▸ **SUPPLIED TEXT**
Dear Joyce,
I enjoyed talking to you after the town hall. I hope we continue talking. I like your perspective on listening to people with whom you disagree. I'm curious to hear more about your gun control advocacy, your daughter's work, and how her experiences influenced you. I hope my daughter broadens my outlook!
I did not have time to write an article for you about the Palestinian situation as I'd hoped. I can't recommend one thing to read. So, here are several. --Anna
Background
I recommended Joe Sacco's 2010 Footnotes in Gaza. It's extraordinary. Sacco has such an eye for people, humanity, folly. He's telling the story of two atrocities that happened in 1956, but his sources want to talk about everything else: 1948 Arab-Israeli war and nakba, the feyadee campaign, 1967, the stone intifada, the Oslo accords, their house being demolished as he interviews them in 2003. He also did excellent journalism in Bosnia in the 1990s. You can download a copy from Anna's Archive to see what you think. I think it's better to check it out from the library.
My friend Alice was in Rafah while Joe Sacco was interviewing people for his book. She was featured in the BBC channel 4's Dispatches - Killing Zone program.

▸ **WHAT TO PRODUCE**
Can you copy out the entire letter to Joyce above, word for word, with nothing changed or left out?

▸ **PROVIDED DATA**

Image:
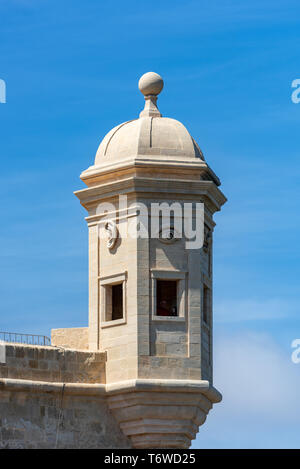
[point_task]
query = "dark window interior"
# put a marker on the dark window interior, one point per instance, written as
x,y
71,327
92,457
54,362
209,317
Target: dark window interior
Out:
x,y
206,302
166,298
116,301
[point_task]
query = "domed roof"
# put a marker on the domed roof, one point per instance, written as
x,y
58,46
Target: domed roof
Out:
x,y
147,136
151,134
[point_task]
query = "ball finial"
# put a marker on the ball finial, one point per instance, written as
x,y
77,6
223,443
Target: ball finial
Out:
x,y
151,84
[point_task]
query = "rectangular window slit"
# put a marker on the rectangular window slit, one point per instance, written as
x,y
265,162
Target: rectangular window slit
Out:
x,y
166,298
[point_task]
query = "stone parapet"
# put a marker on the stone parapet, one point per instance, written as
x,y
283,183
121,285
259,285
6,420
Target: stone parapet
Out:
x,y
51,364
161,413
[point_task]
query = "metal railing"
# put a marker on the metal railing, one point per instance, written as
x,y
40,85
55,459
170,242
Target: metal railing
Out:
x,y
30,339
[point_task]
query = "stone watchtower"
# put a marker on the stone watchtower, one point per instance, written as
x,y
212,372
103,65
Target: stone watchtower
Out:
x,y
150,296
140,375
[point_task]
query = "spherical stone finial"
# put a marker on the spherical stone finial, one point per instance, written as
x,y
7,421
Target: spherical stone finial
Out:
x,y
151,84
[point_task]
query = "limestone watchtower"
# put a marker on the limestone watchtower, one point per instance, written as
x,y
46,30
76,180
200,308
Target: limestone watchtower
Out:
x,y
150,296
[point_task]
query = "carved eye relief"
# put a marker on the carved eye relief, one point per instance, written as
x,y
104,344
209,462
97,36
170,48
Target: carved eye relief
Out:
x,y
169,235
207,241
112,234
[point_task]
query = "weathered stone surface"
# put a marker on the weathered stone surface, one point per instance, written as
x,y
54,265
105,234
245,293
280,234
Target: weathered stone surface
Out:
x,y
52,364
53,418
73,337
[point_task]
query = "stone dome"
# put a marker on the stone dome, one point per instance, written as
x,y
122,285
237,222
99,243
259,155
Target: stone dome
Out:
x,y
151,135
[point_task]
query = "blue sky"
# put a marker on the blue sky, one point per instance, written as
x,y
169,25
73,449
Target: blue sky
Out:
x,y
71,70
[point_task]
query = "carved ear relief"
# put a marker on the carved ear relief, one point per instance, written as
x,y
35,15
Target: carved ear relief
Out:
x,y
169,235
112,233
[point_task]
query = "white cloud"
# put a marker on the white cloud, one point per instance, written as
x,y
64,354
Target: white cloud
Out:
x,y
250,310
260,388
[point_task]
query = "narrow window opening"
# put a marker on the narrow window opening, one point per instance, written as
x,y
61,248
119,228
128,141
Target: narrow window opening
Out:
x,y
206,305
166,298
116,301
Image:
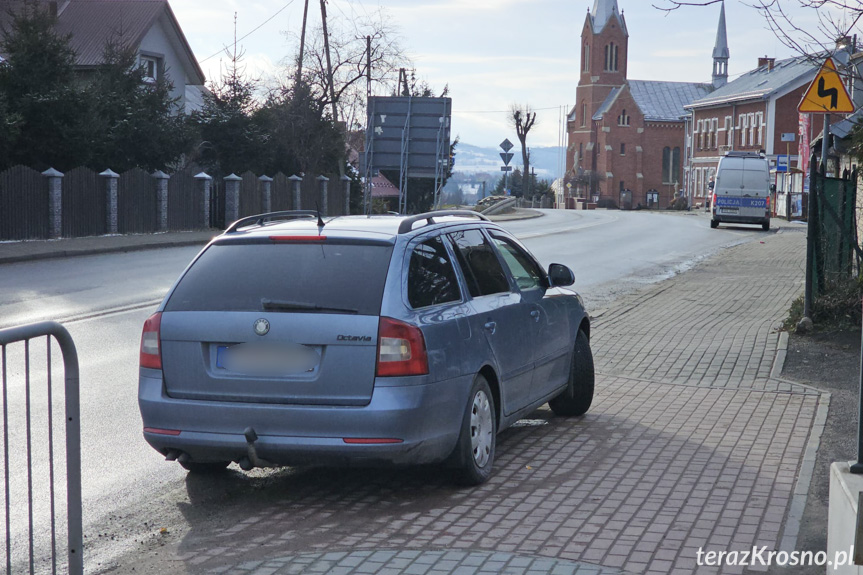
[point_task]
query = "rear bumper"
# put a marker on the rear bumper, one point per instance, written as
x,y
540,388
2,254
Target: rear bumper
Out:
x,y
426,418
740,219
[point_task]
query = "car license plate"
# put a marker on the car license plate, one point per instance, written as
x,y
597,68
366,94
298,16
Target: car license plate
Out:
x,y
267,359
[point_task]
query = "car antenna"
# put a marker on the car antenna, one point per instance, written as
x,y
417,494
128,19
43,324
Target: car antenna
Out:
x,y
321,223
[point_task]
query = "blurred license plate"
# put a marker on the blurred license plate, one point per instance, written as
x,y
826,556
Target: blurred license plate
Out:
x,y
267,359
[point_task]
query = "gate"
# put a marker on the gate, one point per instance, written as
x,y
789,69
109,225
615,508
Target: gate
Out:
x,y
39,456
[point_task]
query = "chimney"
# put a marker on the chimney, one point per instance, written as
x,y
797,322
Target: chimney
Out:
x,y
765,61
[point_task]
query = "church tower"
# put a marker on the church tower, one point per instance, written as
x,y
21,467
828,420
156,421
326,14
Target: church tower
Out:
x,y
603,68
721,53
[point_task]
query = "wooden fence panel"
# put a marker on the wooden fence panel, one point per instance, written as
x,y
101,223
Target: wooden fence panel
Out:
x,y
84,204
282,193
309,196
185,203
251,203
336,197
136,203
217,204
23,204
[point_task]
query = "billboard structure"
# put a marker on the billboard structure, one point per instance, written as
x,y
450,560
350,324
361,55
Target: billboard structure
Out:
x,y
409,135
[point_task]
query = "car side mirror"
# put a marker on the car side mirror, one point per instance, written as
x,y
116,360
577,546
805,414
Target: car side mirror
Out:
x,y
560,276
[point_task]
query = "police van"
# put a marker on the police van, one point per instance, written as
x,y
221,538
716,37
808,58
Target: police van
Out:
x,y
741,193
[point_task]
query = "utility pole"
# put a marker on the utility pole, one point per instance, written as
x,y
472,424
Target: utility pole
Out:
x,y
302,44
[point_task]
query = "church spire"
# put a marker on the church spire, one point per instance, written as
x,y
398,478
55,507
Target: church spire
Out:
x,y
720,52
603,11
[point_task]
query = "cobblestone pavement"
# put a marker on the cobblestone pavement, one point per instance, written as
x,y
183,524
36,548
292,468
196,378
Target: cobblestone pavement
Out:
x,y
689,445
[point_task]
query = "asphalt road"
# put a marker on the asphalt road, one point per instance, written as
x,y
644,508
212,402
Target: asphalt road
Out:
x,y
104,300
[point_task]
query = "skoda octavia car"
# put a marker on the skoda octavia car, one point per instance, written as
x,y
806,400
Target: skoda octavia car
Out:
x,y
360,340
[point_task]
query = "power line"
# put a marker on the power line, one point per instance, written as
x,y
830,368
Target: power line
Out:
x,y
501,111
261,25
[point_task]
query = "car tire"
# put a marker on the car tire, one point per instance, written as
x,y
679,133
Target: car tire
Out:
x,y
204,468
578,395
474,453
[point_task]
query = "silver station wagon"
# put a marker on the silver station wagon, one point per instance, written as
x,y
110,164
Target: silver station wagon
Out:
x,y
291,340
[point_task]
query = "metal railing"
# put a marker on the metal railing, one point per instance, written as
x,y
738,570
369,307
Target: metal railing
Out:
x,y
28,335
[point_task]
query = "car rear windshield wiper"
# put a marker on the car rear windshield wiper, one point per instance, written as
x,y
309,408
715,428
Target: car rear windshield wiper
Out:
x,y
282,305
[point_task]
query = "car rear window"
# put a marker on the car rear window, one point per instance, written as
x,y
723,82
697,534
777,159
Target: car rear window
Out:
x,y
319,278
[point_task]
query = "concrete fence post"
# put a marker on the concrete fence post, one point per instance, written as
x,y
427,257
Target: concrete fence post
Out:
x,y
297,182
161,200
346,182
266,194
111,218
204,181
232,198
55,202
323,187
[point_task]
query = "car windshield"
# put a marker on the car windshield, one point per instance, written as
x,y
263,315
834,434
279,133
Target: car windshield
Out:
x,y
330,278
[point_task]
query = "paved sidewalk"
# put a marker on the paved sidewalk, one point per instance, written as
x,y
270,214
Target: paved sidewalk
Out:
x,y
689,445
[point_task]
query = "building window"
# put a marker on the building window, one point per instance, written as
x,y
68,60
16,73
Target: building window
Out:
x,y
623,119
760,121
611,62
150,67
752,129
670,165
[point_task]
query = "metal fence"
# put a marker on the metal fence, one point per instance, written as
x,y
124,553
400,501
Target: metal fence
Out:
x,y
29,436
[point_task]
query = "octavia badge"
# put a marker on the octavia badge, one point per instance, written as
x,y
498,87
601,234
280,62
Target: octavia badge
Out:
x,y
262,327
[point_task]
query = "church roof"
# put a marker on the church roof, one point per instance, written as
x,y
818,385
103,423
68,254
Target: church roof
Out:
x,y
665,101
762,82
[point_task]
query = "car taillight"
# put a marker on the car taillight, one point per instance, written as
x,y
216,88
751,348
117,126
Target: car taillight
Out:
x,y
401,349
151,353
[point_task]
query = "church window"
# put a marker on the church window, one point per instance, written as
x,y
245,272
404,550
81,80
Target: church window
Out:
x,y
623,119
611,60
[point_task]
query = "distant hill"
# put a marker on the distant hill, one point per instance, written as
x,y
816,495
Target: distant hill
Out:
x,y
474,159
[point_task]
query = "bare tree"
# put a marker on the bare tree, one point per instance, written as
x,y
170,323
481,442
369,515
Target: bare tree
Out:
x,y
836,20
523,119
347,46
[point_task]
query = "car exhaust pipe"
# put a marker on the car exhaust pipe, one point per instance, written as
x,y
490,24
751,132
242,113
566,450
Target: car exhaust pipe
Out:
x,y
252,459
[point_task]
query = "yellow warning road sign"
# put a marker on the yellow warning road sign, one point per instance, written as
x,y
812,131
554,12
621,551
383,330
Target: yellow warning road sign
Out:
x,y
827,94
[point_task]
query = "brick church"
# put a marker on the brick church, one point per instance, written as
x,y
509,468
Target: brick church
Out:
x,y
627,137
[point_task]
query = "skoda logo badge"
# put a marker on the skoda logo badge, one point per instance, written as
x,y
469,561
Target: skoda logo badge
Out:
x,y
262,327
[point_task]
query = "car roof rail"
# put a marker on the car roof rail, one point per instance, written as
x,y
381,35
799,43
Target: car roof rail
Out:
x,y
261,218
407,224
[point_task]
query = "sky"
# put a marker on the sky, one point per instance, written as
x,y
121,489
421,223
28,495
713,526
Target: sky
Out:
x,y
494,53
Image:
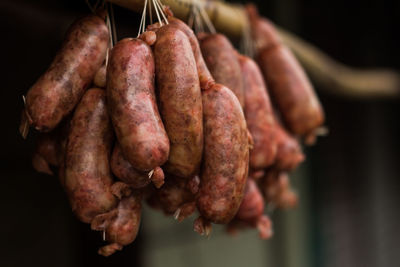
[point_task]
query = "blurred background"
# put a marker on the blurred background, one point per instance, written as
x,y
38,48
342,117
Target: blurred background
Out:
x,y
349,186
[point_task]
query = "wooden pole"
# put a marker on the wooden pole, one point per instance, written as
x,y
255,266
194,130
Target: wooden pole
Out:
x,y
327,73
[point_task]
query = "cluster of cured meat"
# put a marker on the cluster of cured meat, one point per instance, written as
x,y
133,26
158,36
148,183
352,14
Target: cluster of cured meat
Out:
x,y
179,121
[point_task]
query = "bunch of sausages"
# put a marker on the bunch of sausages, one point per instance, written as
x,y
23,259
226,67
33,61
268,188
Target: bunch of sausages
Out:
x,y
183,122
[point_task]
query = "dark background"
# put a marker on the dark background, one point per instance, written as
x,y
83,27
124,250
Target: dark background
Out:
x,y
350,191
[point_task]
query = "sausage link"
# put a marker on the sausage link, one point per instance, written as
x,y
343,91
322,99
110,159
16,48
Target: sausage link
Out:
x,y
222,62
206,80
87,177
259,115
288,84
60,88
175,197
100,77
226,156
132,105
120,225
128,174
180,100
291,90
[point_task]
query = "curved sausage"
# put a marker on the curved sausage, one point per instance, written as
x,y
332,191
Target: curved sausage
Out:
x,y
120,225
87,177
288,84
99,79
259,115
180,100
128,174
206,80
291,90
132,105
226,156
222,62
60,88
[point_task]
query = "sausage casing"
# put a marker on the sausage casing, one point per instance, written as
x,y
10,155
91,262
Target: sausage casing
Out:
x,y
121,224
206,80
180,100
60,88
222,62
259,115
226,156
132,105
291,90
87,177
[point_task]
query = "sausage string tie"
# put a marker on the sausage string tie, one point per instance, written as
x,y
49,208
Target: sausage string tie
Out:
x,y
246,43
158,8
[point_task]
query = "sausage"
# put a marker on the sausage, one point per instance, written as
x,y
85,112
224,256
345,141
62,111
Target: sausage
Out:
x,y
87,172
221,60
205,78
120,225
259,115
291,90
288,84
60,88
128,174
175,198
46,153
180,100
132,105
250,213
289,155
226,156
99,79
275,187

▸ **YOUR RESPONSE**
Dear Joyce,
I enjoyed talking to you after the town hall. I hope we continue talking. I like your perspective on listening to people with whom you disagree. I'm curious to hear more about your gun control advocacy, your daughter's work, and how her experiences influenced you. I hope my daughter broadens my outlook!
I did not have time to write an article for you about the Palestinian situation as I'd hoped. I can't recommend one thing to read. So, here are several. --Anna
Background
I recommended Joe Sacco's 2010 Footnotes in Gaza. It's extraordinary. Sacco has such an eye for people, humanity, folly. He's telling the story of two atrocities that happened in 1956, but his sources want to talk about everything else: 1948 Arab-Israeli war and nakba, the feyadee campaign, 1967, the stone intifada, the Oslo accords, their house being demolished as he interviews them in 2003. He also did excellent journalism in Bosnia in the 1990s. You can download a copy from Anna's Archive to see what you think. I think it's better to check it out from the library.
My friend Alice was in Rafah while Joe Sacco was interviewing people for his book. She was featured in the BBC channel 4's Dispatches - Killing Zone program.